▶ _Exercise description_
There is a line containing "Target: dark gray pinstripe suit jacket" in the entries below. Repeat that line and every line after it exactly, and nothing more.

▶ _Data for this exercise_
○ ○ ○

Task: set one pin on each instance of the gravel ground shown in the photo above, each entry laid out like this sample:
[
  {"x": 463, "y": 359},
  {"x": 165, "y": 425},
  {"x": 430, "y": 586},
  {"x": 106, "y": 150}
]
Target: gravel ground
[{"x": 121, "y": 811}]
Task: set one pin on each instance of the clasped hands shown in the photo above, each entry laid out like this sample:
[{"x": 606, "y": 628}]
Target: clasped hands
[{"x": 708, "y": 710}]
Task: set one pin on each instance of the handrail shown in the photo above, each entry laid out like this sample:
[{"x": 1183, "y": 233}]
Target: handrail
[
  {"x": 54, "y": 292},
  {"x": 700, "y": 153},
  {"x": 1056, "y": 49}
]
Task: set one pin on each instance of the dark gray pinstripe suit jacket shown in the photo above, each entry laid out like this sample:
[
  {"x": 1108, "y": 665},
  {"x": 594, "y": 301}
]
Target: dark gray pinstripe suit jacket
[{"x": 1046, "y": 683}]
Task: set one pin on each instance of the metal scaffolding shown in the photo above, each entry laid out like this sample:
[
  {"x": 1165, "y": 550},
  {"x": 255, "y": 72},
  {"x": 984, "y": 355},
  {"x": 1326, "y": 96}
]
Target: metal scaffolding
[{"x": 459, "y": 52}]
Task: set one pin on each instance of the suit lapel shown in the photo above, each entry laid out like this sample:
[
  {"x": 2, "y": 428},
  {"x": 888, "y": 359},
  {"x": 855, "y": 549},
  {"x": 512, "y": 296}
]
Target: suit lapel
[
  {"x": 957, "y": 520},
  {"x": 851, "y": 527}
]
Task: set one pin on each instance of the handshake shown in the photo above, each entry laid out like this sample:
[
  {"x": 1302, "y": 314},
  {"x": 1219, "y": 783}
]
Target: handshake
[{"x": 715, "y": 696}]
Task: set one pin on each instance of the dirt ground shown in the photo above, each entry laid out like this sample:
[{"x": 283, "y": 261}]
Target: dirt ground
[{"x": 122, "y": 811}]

○ ○ ○

▶ _Response below_
Target: dark gray pinstripe suit jacket
[{"x": 1046, "y": 683}]
Task: set one pin on each instance of the metal scaffolding shown in the photo above, each entry laid out like this sample:
[
  {"x": 1165, "y": 550},
  {"x": 255, "y": 72},
  {"x": 984, "y": 355},
  {"x": 1326, "y": 96}
]
Target: metal scaffolding
[{"x": 459, "y": 52}]
Task: set one pin on each instance of the suit lapel shown in the photo above, each entry laid out like this sample:
[
  {"x": 2, "y": 428},
  {"x": 888, "y": 359},
  {"x": 855, "y": 549},
  {"x": 512, "y": 296}
]
Target: suit lapel
[
  {"x": 957, "y": 520},
  {"x": 851, "y": 527}
]
Task: set one pin on each instance of the handshake shown in the photo above, each entry laid out like this sample:
[
  {"x": 1302, "y": 314},
  {"x": 1219, "y": 783}
]
Target: handshake
[{"x": 715, "y": 696}]
Task: set one pin on each instance of the dirt ground shown in the photo above, each entry laid out like this sample:
[{"x": 283, "y": 261}]
Target: dirt ground
[{"x": 122, "y": 811}]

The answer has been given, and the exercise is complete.